Goal of the exercise - All lines containing the string "form" must be copied from the entries.

Data for review -
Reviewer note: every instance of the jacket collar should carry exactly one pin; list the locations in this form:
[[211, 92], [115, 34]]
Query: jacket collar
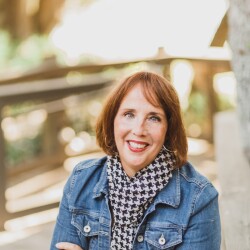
[[102, 186], [170, 195]]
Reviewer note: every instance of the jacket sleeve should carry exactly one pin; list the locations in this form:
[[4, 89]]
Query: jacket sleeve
[[64, 231], [204, 229]]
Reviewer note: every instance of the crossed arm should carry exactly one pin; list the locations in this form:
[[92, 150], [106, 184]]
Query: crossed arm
[[67, 246]]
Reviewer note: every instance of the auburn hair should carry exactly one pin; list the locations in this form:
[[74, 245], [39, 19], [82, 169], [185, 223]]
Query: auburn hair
[[159, 92]]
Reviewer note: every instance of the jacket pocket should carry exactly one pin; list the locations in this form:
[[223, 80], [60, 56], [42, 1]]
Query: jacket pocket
[[88, 229], [163, 236]]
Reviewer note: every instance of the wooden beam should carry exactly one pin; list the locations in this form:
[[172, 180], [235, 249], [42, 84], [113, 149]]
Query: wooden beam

Exercise response -
Reviewer note: every instance of the jacket collar should carry exactly one pin; list the locations in this form:
Reviewer note: every instance of the jacket sleeve should carry exactly one pin; list the locations in this form:
Reviewer note: every instance of the crossed arm should carry exactly one pin; list the locations in this form:
Reviewer note: every instance of the auburn hair should carry exactly one pin; list the locations in this form:
Reviewer note: every instance of the jacket pocket should carry exactly one pin; list the locations in this form:
Reviewer note: every instance of the wooden beam should carry exactly one pin; list the locations in this form:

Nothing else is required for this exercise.